==== Records shown ====

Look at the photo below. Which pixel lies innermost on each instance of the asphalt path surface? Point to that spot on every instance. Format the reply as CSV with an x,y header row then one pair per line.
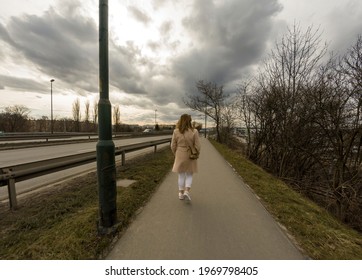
x,y
18,156
223,221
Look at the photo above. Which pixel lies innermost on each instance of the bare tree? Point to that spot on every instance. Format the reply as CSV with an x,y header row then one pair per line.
x,y
15,119
280,104
210,99
77,116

====

Exercise: Output every entry above exactly, minus the pictures.

Task output:
Look at the photo below. Which pixel lies innermost on each instance of the asphalt path surface? Point to that spot on every instance. Format the reply as CSV with an x,y header row then one pair per line.
x,y
18,156
223,221
Look at the photo above. Which pixel lies innermost on each instance of the bare tree? Point to that spot on every instance. Format the reply as CSV with an x,y header row then one pair per line.
x,y
15,119
280,104
210,99
77,116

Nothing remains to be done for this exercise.